Her father was an Air Force senior master sergeant stationed at MacDill Air Force Base. She and her husband were married at the base chapel. And she was on the MacDill flightline for the dignified transfer ceremony when her husband’s body came home. Raymond Estelle II was one of nine Americans killed in April 2011 during an insider attack in Afghanistan.
Now she works in a MacDill building named after her husband, commanding some 200 airmen in the 6th Communications Squadron. It’s the unit where they first served together.
“I think being in this building makes you proud that you have the name Estelle,” she said about working in Estelle Hall. “And I think it makes you want to do the best job that you absolutely can. Because it means something to me and it means something to other people.”
When newly-minted second lieutenant N’Keiba Knox met her future husband for the first time, it was not love at first sight.
It happened June 2000. A recent graduate of officer training school, Knox was assigned to a technical school at Keesler Air Force Base in Mississippi. She walked into a classroom, sat down and began sharing basic training stories with fellow airmen.
“And then he walks in and he sits right besides me,” she said of Estelle, a bald, muscular man who went by the nickname “Big Dawg.”
Estelle instantly tried to get her attention, she remembers, but she ignored him and kept talking to her friends.
“He wasn’t used to women doing that to him, just kind of brushing him off,” N’Keiba Estelle, now 44, said, laughing at the memory. “He was just kind of a ladies’ man, you know?”
But Big Dawg persisted.
“Once we went into our classroom, he sat beside me and pretty much after that we were chatting,” she said. “We were two peas in a pod.”
She liked that he was confident and funny.
“And it turned out we like to do the same stuff outdoors,” she said. “We were both athletic, into working out, running, you know, healthy eating, those type of things. And then of course, we had the military aspect as a common thing. So it just kind of developed from there.”
So much that her father, Levi Knox, remembered a phone call he received from his daughter.
“I met my soul mate,” she told him.
“Already?” he responded.
She was 24 and her father cautioned that she would meet a lot of men.
But Knox and Estelle had a strong bond. The two were wed on May 12, 2001 at MacDill, where the two majors had transferred and served together in the unit N’Kieba Estelle now commands.

########################################

- **Challenge A**
According to the article, how many airmen does N'Keiba Estelle command in the 6th Communications Squadron?
- **Challenge B**
Print the part of the article starting with "But Big Dawg" and going on through "lot of men.", word for word.

########################################

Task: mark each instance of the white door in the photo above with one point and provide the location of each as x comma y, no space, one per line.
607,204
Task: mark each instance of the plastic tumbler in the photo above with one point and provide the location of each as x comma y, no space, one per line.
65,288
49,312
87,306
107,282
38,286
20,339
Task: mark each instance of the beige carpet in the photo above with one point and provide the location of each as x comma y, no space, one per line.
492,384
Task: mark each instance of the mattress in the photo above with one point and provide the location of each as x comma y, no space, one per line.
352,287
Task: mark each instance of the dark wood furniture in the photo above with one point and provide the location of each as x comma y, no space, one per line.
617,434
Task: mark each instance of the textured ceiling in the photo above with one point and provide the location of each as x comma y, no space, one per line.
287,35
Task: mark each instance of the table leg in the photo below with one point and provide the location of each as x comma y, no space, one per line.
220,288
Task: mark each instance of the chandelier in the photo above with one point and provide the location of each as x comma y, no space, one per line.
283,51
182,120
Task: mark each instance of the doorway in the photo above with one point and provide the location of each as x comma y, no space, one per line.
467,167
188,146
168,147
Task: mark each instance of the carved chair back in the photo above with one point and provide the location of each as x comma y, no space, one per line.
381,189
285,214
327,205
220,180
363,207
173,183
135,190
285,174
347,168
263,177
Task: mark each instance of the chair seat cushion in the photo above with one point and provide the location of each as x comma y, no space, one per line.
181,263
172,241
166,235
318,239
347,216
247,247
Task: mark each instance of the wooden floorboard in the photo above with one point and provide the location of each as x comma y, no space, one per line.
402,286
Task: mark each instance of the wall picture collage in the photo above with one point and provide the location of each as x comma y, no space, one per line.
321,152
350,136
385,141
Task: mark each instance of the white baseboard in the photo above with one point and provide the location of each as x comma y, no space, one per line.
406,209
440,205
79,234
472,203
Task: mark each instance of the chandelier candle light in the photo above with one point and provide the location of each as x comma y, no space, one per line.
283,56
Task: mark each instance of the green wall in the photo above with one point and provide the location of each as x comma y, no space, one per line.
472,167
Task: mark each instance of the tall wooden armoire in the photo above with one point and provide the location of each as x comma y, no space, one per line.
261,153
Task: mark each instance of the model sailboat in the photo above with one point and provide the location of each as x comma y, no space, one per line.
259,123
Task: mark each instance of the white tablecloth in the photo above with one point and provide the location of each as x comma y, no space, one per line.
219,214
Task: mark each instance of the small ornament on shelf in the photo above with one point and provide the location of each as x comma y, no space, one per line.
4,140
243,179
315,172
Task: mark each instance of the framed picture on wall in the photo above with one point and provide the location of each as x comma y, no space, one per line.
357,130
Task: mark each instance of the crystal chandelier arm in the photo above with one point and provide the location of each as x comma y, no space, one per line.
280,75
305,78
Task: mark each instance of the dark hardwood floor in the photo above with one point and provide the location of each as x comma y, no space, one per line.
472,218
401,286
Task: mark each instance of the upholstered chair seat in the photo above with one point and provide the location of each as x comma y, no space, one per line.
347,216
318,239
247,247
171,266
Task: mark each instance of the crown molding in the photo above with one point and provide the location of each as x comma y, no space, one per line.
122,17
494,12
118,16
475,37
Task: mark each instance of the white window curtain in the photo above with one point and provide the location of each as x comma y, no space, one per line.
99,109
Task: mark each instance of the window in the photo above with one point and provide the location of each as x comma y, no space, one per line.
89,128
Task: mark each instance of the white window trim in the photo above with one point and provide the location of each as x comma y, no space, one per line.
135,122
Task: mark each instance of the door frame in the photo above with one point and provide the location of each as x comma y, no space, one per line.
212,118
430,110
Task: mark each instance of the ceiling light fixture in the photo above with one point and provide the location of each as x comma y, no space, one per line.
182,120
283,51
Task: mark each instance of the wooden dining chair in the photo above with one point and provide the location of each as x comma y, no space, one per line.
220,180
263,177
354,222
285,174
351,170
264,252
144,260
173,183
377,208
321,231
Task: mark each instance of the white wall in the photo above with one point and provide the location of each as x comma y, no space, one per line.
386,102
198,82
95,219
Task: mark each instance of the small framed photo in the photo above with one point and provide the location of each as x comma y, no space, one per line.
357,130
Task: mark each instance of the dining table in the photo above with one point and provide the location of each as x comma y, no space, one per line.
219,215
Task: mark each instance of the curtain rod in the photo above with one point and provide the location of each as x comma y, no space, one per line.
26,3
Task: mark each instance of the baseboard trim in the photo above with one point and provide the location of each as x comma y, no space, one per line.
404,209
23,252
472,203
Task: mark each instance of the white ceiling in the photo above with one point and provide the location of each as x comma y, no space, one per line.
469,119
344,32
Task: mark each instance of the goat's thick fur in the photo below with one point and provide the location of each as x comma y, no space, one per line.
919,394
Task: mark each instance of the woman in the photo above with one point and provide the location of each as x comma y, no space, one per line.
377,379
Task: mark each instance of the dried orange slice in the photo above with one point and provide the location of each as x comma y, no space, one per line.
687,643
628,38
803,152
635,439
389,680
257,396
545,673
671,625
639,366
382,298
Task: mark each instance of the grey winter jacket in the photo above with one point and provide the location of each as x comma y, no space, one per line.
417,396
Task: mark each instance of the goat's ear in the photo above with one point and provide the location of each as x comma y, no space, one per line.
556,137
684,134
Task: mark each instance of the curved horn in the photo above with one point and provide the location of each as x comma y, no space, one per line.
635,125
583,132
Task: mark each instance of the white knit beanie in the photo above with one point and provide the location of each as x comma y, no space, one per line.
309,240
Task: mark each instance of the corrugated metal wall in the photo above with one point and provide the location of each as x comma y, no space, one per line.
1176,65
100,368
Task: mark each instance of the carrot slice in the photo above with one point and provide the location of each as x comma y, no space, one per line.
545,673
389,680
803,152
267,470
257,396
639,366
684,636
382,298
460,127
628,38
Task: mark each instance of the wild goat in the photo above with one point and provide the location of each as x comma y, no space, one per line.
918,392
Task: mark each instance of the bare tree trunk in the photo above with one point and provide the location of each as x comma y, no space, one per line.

########################################

- **Complete output A**
Some 200 airmen.

- **Complete output B**
But Big Dawg persisted.
“Once we went into our classroom, he sat beside me and pretty much after that we were chatting,” she said. “We were two peas in a pod.”
She liked that he was confident and funny.
“And it turned out we like to do the same stuff outdoors,” she said. “We were both athletic, into working out, running, you know, healthy eating, those type of things. And then of course, we had the military aspect as a common thing. So it just kind of developed from there.”
So much that her father, Levi Knox, remembered a phone call he received from his daughter.
“I met my soul mate,” she told him.
“Already?” he responded.
She was 24 and her father cautioned that she would meet a lot of men.